- [Problem A] In the accounts of multiple sclerosis, rewrite the paragraph beginning "Simone, 36." as a short bulleted list that keeps its main facts.
- [Problem B] Go on with the accounts of living with multiple sclerosis, picking up after the last one shown.

- [Passage to read]
════════
David, 44. His MS crept in without drama. There was no single devastating episode — just a gradual narrowing of what his body could do. He had begun to notice fatigue so disproportionate to his activity that he stopped mentioning it socially, because no one had a frame of reference for exhaustion that arrived after a short walk. He was eventually diagnosed with primary progressive MS, the form that accumulates disability steadily without distinct relapses. His MRI showed lesions that had been there, silently, for years. There had been no acute event to send him to a doctor sooner.
Simone, 36. Her MS diagnosis came only after she pushed back on a psychiatry referral. She had double vision and left-sided numbness; her first neurologist attributed both to stress and anxiety. She came prepared to her second appointment with a printed list of her symptoms, their timings, and the Lhermitte's sign she had looked up herself — an electric shock sensation down her spine when she flexed her neck. An MRI the same week showed seven lesions. She had been right. The cost of the three-month delay between appointments was one relapse.
Transcript witness — Dr. Anthony Chaffee podcast. A practitioner who has documented MS patients improving on carnivore: "I have a patient — not a patient of mine, but someone I have discussed for our case series — who is reversing multiple sclerosis on an animal-based diet. When you remove the things that are causing the damage, the body is very good at repairing itself. Myelin can remyelinate. It is not fast, but it happens. The key insight from the Epstein-Barr research is that MS is probably not a disease of the nervous system generating its own attack — it is the immune system responding to a viral trigger that it cannot resolve."
Kieran, 29. He was a professional cyclist when his first relapse took his right leg's coordination. He spent two months in physiotherapy recovering what the demyelination had taken. He returned to racing; his neurologist put him on a disease-modifying drug that reduced relapse rate but produced fatigue that made competitive racing impossible. He retired from professional sport not because of the MS directly but because the medication required to control it took away what the disease had not. He described the trade-off as "choosing which kind of loss to live with."
════════
- [Record set]
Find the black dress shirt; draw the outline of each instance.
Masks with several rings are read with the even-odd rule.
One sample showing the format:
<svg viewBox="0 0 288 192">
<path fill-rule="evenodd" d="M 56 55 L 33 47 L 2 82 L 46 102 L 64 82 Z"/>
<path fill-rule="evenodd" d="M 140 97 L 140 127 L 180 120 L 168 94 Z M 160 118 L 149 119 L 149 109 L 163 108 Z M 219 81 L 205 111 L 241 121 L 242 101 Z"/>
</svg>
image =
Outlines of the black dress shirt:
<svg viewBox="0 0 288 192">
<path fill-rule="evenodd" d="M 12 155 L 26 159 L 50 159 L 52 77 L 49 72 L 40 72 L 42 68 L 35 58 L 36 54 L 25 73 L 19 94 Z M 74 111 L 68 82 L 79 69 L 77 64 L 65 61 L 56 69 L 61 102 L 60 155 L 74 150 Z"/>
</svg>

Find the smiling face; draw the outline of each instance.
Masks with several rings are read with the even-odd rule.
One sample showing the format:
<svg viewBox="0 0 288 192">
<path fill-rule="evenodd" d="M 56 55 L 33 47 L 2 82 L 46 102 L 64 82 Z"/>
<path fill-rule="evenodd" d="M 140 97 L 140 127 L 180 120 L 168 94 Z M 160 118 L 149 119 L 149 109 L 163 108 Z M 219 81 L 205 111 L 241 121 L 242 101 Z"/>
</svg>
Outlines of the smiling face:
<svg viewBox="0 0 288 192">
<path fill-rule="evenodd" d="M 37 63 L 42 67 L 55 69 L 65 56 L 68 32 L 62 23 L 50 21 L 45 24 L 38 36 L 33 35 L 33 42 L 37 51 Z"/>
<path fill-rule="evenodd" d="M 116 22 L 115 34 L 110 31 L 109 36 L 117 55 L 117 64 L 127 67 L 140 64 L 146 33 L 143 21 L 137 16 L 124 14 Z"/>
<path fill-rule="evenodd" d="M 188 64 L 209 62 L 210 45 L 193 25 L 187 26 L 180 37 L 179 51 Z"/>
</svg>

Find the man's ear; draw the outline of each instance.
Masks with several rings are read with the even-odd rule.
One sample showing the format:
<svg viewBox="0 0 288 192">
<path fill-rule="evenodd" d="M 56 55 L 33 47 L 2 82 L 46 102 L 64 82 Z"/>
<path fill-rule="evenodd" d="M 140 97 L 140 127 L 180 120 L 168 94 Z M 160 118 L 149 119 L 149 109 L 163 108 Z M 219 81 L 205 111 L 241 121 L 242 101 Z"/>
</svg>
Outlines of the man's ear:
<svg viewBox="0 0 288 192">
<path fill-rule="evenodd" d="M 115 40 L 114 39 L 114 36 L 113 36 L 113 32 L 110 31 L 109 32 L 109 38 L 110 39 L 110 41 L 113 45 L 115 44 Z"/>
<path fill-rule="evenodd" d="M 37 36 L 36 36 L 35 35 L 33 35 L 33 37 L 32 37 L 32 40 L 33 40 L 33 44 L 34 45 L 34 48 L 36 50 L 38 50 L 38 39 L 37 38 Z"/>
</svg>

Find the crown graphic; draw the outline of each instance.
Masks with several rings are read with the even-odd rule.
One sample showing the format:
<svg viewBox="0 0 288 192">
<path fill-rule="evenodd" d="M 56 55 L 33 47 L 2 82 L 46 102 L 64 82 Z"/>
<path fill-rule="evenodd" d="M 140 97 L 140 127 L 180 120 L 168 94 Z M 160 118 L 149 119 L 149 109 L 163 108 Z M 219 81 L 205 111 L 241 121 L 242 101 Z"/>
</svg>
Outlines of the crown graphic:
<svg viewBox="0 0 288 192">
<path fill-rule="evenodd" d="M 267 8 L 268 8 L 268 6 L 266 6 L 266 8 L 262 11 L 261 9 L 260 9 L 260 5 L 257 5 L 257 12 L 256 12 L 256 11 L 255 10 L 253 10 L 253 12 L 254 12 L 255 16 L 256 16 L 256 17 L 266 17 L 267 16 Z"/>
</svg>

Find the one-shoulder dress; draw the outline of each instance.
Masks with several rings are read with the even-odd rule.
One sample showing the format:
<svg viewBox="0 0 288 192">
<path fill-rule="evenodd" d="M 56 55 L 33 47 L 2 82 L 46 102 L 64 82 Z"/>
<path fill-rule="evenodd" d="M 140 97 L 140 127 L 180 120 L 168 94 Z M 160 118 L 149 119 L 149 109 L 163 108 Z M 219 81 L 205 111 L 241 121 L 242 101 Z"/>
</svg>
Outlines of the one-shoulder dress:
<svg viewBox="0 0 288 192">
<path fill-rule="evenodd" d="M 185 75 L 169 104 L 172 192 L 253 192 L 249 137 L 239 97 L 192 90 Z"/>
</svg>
════════
- [Expected answer A]
- Simone, 36, had double vision and numbness on her left side.
- Her first neurologist blamed stress and anxiety and referred her to psychiatry. She pushed back.
- She brought a printed list of her symptoms and their timings to her second appointment. The list included Lhermitte's sign, an electric shock sensation down the spine on flexing the neck, which she had looked up herself.
- An MRI that same week showed seven lesions, confirming MS.
- The three-month delay between appointments cost her one relapse.

- [Expected answer B]
Beatriz, 52. She had been in clinical remission on natalizumab for six years when her neurologist raised the concern of PML — a rare but often fatal brain infection that becomes a risk after extended natalizumab use in JC virus-positive patients. She tested positive for JC antibodies and needed to switch medication. The switch triggered a rebound inflammatory activity that produced her worst relapse in a decade. Her neurologist had warned her this could happen; knowing it was possible had not prepared her for the reality of losing two weeks of mobility while her new drug established effect.
Anthony, 44. His transition from relapsing-remitting to secondary progressive MS happened without a distinct moment — just a gradual understanding, over eighteen months of monitoring MRI scans that showed no new lesions but a slow, steady loss of walking distance, that the character of his disease had changed. His neurologist explained the distinction: in the relapsing phase, relapses are the main driver of disability; in progressive disease, it is slow neurodegeneration that continues independently of inflammation. The drugs that had worked before were now addressing the wrong mechanism. Treatment needed to change.